▶ SUL COMPITO: Ricopia senza alcuna modifica il passo del testo su Lukashenko che si apre con le parole contenenti "Quale è la linea" e si chiude con "pressioni di Mosca?".

---- TESTO DI LETTURA

Lukashenko sta tenendo i piedi in due scarpe, ci spieghi meglio la sua posizione.
«Se da una parte ha aderito alla retorica anti-occidentale e anti-ucraina di Putin, dall’altra limita le sue concessioni alle richieste di Mosca per non perdere la sua indipendenza. Lukashenko sa che l’indipendenza del Paese è minacciata dai nazionalisti russi. Conosce molto bene questo ambiente fanatico e imperiale di Mosca e cerca di proteggersi. Un ambiente che si è mostrato agli occhi di tutto il mondo con l'attacco in Ucraina».
Quale è la linea rossa delle concessioni di Lukashenko e fino a che punto può reggere le pressioni di Putin?
«La Bielorussia vive sotto la pressione di Mosca da tempo. A dipendenza dal periodo storico queste pressioni sono più o meno forti. Adesso stiamo assistendo a un apice. Lukashenko ha messo a disposizione il suo territorio per entrare in Ucraina, ma non è intervenuto con i soldati. Sa che un intervento armato comprometterebbe troppo la sua posizione e lo indebolirebbe. Lukashenko non ha voluto rompere le relazioni diplomatiche con Kiev, c’è ancora un ambasciatore ucraino a Minsk. Questo è molto significativo».
Come gestisce Lukashenko le pressioni di Mosca?

--------
---- DATI DA ANALIZZARE

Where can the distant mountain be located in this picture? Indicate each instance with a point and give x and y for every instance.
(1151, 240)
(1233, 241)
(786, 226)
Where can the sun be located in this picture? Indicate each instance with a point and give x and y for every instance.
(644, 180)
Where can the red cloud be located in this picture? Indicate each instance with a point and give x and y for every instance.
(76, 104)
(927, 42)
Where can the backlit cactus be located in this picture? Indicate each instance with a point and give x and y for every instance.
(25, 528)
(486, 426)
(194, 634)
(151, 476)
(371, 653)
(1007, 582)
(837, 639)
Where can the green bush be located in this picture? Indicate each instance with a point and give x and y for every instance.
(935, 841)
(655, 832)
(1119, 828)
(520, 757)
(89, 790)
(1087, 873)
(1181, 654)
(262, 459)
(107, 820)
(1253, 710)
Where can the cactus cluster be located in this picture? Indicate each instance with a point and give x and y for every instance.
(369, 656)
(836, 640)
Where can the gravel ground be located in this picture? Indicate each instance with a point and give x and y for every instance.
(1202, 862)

--------

▶ ESERCIZIO SVOLTO:
Quale è la linea rossa delle concessioni di Lukashenko e fino a che punto può reggere le pressioni di Putin?
«La Bielorussia vive sotto la pressione di Mosca da tempo. A dipendenza dal periodo storico queste pressioni sono più o meno forti. Adesso stiamo assistendo a un apice. Lukashenko ha messo a disposizione il suo territorio per entrare in Ucraina, ma non è intervenuto con i soldati. Sa che un intervento armato comprometterebbe troppo la sua posizione e lo indebolirebbe. Lukashenko non ha voluto rompere le relazioni diplomatiche con Kiev, c’è ancora un ambasciatore ucraino a Minsk. Questo è molto significativo».
Come gestisce Lukashenko le pressioni di Mosca?